The task: Quote, without change, all of the lines that follow.

Shape boundary entries:
====

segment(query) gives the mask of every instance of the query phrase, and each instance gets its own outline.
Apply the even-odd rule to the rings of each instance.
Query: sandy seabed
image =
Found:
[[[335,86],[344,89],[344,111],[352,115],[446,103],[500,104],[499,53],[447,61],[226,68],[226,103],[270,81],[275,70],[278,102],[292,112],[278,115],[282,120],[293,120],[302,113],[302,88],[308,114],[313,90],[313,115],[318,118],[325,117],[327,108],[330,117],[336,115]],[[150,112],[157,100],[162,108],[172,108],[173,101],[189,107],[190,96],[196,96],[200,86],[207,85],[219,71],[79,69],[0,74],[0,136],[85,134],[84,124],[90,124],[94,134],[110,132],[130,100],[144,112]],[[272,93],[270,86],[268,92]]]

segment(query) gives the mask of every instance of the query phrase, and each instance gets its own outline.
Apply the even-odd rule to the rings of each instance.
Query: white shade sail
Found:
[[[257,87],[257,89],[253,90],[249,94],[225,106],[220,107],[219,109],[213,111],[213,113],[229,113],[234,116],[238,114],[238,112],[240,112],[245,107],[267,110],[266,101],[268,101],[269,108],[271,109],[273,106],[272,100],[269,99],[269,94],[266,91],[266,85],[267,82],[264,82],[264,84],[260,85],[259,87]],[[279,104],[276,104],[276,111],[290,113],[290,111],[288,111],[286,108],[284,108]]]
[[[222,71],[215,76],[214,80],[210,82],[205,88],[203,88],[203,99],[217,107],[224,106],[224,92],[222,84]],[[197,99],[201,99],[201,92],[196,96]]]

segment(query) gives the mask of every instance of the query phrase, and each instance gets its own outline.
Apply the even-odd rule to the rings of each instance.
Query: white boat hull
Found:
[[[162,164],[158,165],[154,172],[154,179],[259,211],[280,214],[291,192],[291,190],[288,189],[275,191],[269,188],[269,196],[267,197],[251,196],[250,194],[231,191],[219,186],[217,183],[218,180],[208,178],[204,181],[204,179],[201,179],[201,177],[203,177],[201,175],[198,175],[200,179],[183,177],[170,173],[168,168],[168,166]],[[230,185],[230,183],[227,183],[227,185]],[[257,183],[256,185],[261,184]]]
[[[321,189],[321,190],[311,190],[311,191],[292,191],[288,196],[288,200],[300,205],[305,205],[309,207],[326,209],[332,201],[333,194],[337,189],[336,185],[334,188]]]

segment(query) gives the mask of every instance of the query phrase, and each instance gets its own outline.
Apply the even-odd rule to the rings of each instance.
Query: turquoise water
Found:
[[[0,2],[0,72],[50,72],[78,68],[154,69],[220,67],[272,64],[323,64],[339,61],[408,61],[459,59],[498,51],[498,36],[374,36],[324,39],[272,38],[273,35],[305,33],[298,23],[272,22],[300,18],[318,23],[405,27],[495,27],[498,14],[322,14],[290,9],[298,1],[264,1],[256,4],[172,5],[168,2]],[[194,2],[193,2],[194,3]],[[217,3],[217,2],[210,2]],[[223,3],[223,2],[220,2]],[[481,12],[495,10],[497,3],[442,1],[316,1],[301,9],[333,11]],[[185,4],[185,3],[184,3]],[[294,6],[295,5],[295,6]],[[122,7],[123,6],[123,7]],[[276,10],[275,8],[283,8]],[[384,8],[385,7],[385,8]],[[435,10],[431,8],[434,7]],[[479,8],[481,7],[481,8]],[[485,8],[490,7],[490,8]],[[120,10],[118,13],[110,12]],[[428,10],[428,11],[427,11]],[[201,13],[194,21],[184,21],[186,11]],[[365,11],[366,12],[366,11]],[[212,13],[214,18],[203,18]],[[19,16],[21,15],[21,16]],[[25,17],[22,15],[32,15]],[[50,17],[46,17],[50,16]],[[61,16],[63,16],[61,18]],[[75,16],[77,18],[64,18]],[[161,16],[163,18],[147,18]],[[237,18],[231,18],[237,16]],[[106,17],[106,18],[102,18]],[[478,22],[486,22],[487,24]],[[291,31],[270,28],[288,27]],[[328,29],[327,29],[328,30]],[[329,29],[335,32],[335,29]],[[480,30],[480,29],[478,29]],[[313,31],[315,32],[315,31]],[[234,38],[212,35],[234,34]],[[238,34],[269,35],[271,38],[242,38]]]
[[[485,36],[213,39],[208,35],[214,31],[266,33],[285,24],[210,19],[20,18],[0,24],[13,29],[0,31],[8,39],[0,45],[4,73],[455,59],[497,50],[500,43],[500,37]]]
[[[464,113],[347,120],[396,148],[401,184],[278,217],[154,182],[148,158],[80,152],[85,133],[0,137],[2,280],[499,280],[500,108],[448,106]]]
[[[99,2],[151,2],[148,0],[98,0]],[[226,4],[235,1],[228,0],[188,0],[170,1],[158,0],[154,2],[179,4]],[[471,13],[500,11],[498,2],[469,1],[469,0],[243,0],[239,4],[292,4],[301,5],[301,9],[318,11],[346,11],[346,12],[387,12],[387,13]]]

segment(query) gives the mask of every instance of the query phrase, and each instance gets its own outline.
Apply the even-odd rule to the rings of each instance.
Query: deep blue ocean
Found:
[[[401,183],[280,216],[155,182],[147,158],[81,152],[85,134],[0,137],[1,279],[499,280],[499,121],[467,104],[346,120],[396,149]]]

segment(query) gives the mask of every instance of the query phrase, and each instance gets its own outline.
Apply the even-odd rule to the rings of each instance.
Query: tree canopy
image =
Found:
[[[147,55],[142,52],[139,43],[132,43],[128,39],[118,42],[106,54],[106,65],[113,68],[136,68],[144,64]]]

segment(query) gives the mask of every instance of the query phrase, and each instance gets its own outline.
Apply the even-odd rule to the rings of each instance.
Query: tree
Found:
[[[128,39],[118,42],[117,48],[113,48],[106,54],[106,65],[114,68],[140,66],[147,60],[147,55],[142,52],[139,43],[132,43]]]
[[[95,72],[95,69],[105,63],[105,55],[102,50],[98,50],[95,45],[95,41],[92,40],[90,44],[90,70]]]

====

Result:
segment(query) gives the mask of every instance of the query phrase, and each instance gets its own outline.
Apply the even-odd rule to the rings of each instance.
Query: sandy seabed
image =
Found:
[[[335,86],[344,89],[344,111],[352,115],[446,103],[500,104],[499,53],[447,61],[226,68],[226,103],[270,81],[275,70],[278,102],[292,112],[278,115],[282,120],[293,120],[302,113],[302,88],[308,114],[313,90],[313,115],[318,118],[325,117],[327,108],[330,117],[336,115]],[[150,112],[157,100],[162,108],[172,108],[173,101],[189,107],[190,96],[196,96],[200,86],[207,85],[219,71],[79,69],[0,74],[0,136],[85,134],[84,124],[90,124],[94,134],[110,132],[130,100],[144,112]],[[272,93],[270,86],[268,92]]]

segment(query) gives the mask of every instance of the query phrase, and each instance gets its own outline.
Apply the even-odd rule to the rings of each instance.
Query: white shade sail
Found:
[[[257,87],[257,89],[253,90],[249,94],[225,106],[220,107],[219,109],[213,111],[213,113],[229,113],[234,116],[238,114],[238,112],[240,112],[245,107],[267,110],[266,101],[268,101],[269,108],[271,109],[273,106],[272,100],[269,99],[269,94],[266,91],[266,85],[267,82],[264,82],[264,84],[260,85],[259,87]],[[279,104],[276,104],[276,111],[290,113],[290,111],[288,111],[286,108],[284,108]]]
[[[222,71],[215,76],[214,80],[210,82],[205,88],[203,88],[203,99],[217,107],[224,106],[224,92],[222,84]],[[197,99],[201,99],[201,92],[196,96]]]

segment(query) gives the mask of every instance of the query phrase, and each instance gets its own outline.
Apply the even-odd rule to the rings of each instance.
Query: white boat hull
Found:
[[[162,164],[158,165],[154,172],[154,179],[259,211],[280,214],[291,192],[291,190],[288,189],[275,191],[269,188],[269,196],[267,197],[251,196],[250,194],[231,191],[219,186],[217,183],[218,180],[208,178],[204,181],[204,179],[201,179],[201,177],[203,177],[201,175],[198,175],[200,179],[183,177],[170,173],[168,168],[168,166]],[[230,185],[230,183],[227,183],[227,185]],[[257,183],[256,185],[261,184]]]
[[[321,189],[321,190],[311,190],[311,191],[292,191],[288,196],[288,200],[300,205],[305,205],[309,207],[326,209],[332,201],[333,194],[337,189],[336,185],[334,188]]]

segment(query) gives the mask of every instance of the query phrase, and each instance gets its own outline.
Apply the even-odd rule to the rings of each instance.
Query: turquoise water
Found:
[[[0,2],[0,72],[50,72],[78,68],[154,69],[220,67],[272,64],[323,64],[339,61],[408,61],[459,59],[498,51],[498,36],[374,36],[324,39],[272,38],[273,35],[305,33],[298,23],[272,22],[300,18],[318,23],[405,27],[495,27],[498,14],[322,14],[290,9],[298,1],[264,1],[256,4],[172,5],[168,2]],[[194,2],[193,2],[194,3]],[[217,3],[217,2],[210,2]],[[223,3],[223,2],[220,2]],[[481,12],[495,10],[497,3],[442,1],[316,1],[301,9],[333,11]],[[185,4],[185,3],[184,3]],[[294,6],[295,5],[295,6]],[[122,7],[123,6],[123,7]],[[276,10],[275,8],[283,8]],[[384,8],[385,7],[385,8]],[[435,10],[431,8],[434,7]],[[479,8],[481,7],[481,8]],[[485,8],[490,7],[490,8]],[[120,10],[118,13],[110,12]],[[428,10],[428,11],[427,11]],[[201,13],[194,21],[184,21],[186,11]],[[365,11],[366,12],[366,11]],[[212,13],[214,18],[203,18]],[[19,16],[21,15],[21,16]],[[25,17],[22,15],[32,15]],[[50,17],[46,17],[50,16]],[[61,16],[63,16],[61,18]],[[75,16],[77,18],[64,18]],[[161,16],[163,18],[147,18]],[[237,18],[231,18],[237,16]],[[106,17],[106,18],[102,18]],[[478,22],[486,22],[487,24]],[[291,31],[270,28],[288,27]],[[328,29],[327,29],[328,30]],[[329,29],[335,32],[335,29]],[[480,30],[480,29],[478,29]],[[313,31],[315,32],[315,31]],[[234,38],[212,35],[234,34]],[[238,34],[269,35],[271,38],[242,38]]]
[[[485,36],[213,39],[208,35],[214,31],[266,33],[285,24],[210,19],[20,18],[0,24],[13,29],[0,31],[8,39],[0,45],[4,73],[455,59],[497,50],[500,43],[500,37]]]
[[[464,113],[347,120],[396,148],[401,184],[278,217],[154,182],[148,158],[80,152],[85,133],[0,137],[2,280],[499,280],[500,108],[448,106]]]
[[[99,2],[151,2],[148,0],[98,0]],[[226,4],[235,1],[228,0],[188,0],[170,1],[158,0],[154,2],[179,4]],[[471,13],[500,11],[498,2],[469,1],[469,0],[243,0],[239,4],[292,4],[301,5],[301,9],[318,11],[346,11],[346,12],[387,12],[387,13]]]

segment(query) gives the mask of every instance of the query phrase, and each instance gets its own outline.
Apply the even-odd rule to the rings of each instance.
Query: deep blue ocean
Found:
[[[401,183],[280,216],[155,182],[147,158],[81,152],[85,134],[0,137],[1,279],[499,280],[499,121],[467,104],[346,120],[396,149]]]

segment(query) gives the mask of every instance of the query phrase, and each instance gets its own outline.
Apply the even-odd rule to the rings of each instance.
Query: tree canopy
image =
Found:
[[[147,55],[142,52],[139,43],[132,43],[128,39],[118,42],[106,54],[106,65],[113,68],[136,68],[144,64]]]

segment(query) gives the mask of every instance of the query phrase, and each instance gets its own outline.
Apply the even-odd rule to the rings of each instance.
Query: tree
Found:
[[[128,39],[118,42],[117,48],[113,48],[106,54],[106,65],[114,68],[140,66],[147,60],[147,55],[142,52],[139,43],[132,43]]]
[[[95,72],[95,69],[105,63],[105,55],[102,50],[98,50],[95,45],[95,41],[92,40],[90,44],[90,70]]]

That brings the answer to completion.